▶ Directions
Copy the following material line for line, without any changes.

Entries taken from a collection
※
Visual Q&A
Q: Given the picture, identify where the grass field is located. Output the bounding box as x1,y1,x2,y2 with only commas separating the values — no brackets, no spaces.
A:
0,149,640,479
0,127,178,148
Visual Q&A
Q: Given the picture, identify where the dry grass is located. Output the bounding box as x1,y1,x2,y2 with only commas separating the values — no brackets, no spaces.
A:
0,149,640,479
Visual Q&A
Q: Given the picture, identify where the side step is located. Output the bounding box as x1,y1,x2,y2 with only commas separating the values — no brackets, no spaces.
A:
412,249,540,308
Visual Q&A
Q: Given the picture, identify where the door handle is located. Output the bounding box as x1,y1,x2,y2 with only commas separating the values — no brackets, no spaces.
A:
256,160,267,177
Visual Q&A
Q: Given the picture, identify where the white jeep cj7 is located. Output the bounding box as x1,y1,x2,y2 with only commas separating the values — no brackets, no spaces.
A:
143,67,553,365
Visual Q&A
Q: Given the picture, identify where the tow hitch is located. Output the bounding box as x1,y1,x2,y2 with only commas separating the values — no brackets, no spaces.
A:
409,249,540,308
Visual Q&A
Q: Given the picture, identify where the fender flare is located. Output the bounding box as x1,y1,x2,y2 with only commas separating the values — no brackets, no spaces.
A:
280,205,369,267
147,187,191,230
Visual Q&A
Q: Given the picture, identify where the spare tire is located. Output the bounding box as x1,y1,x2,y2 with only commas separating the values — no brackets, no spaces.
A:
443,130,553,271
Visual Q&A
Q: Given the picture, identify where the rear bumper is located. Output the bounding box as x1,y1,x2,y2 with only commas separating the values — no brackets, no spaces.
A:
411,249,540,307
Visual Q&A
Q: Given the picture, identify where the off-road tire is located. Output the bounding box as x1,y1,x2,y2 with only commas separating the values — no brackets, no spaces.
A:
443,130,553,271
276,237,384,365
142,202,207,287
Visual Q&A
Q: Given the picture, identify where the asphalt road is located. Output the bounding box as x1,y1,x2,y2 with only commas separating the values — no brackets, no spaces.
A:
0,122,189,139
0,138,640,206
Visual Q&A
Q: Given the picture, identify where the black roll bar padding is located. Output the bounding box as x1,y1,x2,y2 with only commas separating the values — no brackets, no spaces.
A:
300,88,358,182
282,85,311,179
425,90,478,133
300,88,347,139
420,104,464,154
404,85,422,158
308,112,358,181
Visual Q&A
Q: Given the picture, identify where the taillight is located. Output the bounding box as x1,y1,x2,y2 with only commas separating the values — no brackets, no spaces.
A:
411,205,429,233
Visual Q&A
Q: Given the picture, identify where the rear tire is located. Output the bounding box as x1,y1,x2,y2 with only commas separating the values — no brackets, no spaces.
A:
※
▶ Solution to this exercise
Visual Q&A
Q: Given the picture, identify where the grass field is located. Output the bounding box as x1,y1,x2,y2 with only commas separating the values — no brackets, no spaces.
A:
0,149,640,479
0,127,178,148
Visual Q&A
Q: Given the picture, identify where the dry grass is located. Output the bounding box as x1,y1,x2,y2 with only commas separating the values — no brackets, no spaces.
A:
0,149,640,479
Visual Q&A
Q: Given the picture, identify where the side step is located. Output the bounding box as x1,y1,x2,y2 with only commas separating the values — no brackets, no spaces.
A:
412,249,540,308
Visual Q&A
Q: Given the picture, identify where the door handle is located. Output the bounding box as x1,y1,x2,y2 with only commas separating the values — no brackets, no spaces.
A:
256,160,267,177
Visual Q&A
Q: Given the picture, identify where the white jeep cj7 is located. Output the bounding box as x1,y1,x2,y2 with only commas separating the values — no brackets, no spaces.
A:
143,67,553,365
Visual Q&A
Q: Given the picture, identify where the tow hitch is located. Output the bounding box as x1,y1,x2,y2 with only commas separating the values — no brackets, no spaces.
A:
409,249,540,308
Visual Q&A
Q: Given the picture, identify where the fender flare is located. Output the bounding box as x1,y1,x2,y2 with only commas separating the values — no brackets, no spaces.
A:
280,205,369,267
147,187,191,230
Visual Q&A
Q: Given the picture, identify where the spare tire is located. Output the bounding box as x1,y1,x2,y2 with only commas separating the values — no brackets, no spaces.
A:
443,130,553,271
Visual Q&A
Q: Given the picture, identify where the rear bumper is located. Output the bounding box as x1,y1,x2,y2 with only commas separating the values — no brackets, no spaces.
A:
411,249,540,307
Visual Q&A
Q: Given the picture, identify where the off-road tire is located. Output the bounding box as x1,y1,x2,y2 with only commas separating the values — no brackets, no spaces.
A:
443,130,553,271
276,237,384,365
142,202,207,287
Visual Q&A
Q: Given the picture, identify where the asphalt road is located. Output the bounding box as x1,y1,x2,y2 with only commas separating the values — no brackets, no spaces.
A:
0,122,189,139
0,138,640,206
Visual Q&A
Q: Given the picture, identify where the black roll bar padding is located. Output the bounding box as x1,y1,x2,y2 with only commas separating the values — no brackets, no spaces.
A:
300,88,358,182
282,85,311,179
425,90,478,133
300,88,347,139
420,104,464,154
404,85,422,158
308,112,358,181
Visual Q&A
Q: Given the picture, identify where the taillight is located. Output the bounding box as x1,y1,x2,y2 with only commas separating the values — no brackets, no spaces.
A:
411,205,429,233
Visual Q&A
Q: Given the picture, identify where the rear tire is located. Output the bounding box as x1,y1,x2,y2 with only commas separating the values — no brackets, no spaces.
A:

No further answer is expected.